--- Start Data supplied ---

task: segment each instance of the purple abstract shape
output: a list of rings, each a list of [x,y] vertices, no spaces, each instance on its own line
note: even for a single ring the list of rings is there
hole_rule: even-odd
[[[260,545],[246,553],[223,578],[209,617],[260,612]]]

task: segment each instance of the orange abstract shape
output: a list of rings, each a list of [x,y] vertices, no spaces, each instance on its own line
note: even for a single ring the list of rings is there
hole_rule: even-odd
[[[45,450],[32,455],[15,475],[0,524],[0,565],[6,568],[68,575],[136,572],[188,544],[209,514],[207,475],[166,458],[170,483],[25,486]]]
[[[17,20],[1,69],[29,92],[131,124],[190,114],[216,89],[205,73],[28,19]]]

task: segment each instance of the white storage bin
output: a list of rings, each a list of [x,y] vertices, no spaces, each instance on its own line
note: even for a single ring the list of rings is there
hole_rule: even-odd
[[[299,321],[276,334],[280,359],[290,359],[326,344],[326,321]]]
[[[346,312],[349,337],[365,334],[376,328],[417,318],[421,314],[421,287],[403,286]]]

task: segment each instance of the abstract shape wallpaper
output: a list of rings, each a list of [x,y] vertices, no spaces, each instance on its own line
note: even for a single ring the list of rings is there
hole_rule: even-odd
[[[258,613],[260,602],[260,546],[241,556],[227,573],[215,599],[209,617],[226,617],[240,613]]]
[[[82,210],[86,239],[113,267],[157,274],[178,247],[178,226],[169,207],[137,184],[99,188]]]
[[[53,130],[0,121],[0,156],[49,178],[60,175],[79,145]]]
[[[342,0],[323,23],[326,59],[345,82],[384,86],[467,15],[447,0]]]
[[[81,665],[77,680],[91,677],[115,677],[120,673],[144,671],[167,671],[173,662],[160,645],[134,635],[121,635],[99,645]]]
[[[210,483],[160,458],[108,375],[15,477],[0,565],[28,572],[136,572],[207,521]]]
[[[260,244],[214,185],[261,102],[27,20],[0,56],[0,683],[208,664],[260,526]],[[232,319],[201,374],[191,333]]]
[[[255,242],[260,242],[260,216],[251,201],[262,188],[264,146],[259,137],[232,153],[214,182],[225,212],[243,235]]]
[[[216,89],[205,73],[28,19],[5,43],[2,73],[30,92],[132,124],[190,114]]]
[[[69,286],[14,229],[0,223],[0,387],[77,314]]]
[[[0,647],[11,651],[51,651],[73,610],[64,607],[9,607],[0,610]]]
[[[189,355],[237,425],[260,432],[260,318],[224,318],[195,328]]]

--- End Data supplied ---
--- Start Data supplied ---

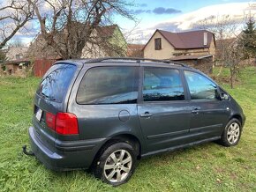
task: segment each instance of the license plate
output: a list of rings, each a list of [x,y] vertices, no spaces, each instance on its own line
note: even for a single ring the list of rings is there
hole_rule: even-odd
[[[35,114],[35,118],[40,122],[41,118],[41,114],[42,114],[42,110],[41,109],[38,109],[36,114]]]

--- End Data supplied ---

- **Aim**:
Rewrite the listing from the line with "task: segment each instance of the purple" up to and including the line with "[[[260,545],[246,553],[223,578],[209,617],[260,612]]]", substituting "points" for "vertices" and changing nothing else. Give only those lines.

- **Solution below**:
task: segment each instance of the purple abstract shape
output: a list of rings, each a list of [x,y] points, no spaces, each instance on its own line
note: even for a single ring the list of rings is there
hole_rule: even-odd
[[[260,545],[246,553],[223,578],[209,617],[260,612]]]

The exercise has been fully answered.